### Problem description
Locate each line in the material below that includes the string "blue", and copy those lines.

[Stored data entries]
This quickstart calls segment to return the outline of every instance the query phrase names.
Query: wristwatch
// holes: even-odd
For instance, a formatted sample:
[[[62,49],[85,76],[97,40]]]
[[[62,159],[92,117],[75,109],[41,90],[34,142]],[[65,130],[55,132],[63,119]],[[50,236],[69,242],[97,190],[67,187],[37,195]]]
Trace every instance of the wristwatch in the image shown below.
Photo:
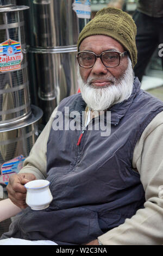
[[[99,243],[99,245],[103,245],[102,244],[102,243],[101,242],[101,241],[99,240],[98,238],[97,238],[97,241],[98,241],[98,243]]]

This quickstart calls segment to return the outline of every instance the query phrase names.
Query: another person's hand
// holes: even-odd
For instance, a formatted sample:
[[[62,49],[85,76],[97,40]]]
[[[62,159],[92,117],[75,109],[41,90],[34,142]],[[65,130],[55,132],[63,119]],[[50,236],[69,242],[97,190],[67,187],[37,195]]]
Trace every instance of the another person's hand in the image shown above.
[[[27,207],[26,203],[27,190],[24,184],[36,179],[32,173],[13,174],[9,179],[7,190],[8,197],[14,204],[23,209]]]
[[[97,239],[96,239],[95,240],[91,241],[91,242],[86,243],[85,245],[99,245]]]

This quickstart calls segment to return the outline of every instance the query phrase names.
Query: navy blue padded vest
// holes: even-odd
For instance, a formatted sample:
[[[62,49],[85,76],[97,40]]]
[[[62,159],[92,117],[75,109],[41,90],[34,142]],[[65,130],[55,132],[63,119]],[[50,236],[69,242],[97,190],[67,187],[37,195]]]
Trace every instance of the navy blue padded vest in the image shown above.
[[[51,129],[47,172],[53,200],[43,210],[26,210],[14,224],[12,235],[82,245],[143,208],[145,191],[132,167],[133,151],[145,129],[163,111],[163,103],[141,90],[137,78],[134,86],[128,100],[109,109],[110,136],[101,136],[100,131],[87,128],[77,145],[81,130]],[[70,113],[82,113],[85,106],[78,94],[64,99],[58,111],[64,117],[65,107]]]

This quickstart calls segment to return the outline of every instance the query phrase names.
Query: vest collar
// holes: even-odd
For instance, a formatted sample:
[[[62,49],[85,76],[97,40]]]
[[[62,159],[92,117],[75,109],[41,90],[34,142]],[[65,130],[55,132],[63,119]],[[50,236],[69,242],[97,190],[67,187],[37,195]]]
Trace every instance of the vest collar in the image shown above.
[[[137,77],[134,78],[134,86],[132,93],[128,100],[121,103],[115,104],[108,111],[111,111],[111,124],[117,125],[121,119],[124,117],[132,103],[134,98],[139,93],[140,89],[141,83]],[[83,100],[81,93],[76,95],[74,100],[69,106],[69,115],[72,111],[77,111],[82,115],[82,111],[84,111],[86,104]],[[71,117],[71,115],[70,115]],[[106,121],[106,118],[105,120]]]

### Result of the task
Query: navy blue padded vest
Trace every instance of the navy blue padded vest in the image shown above.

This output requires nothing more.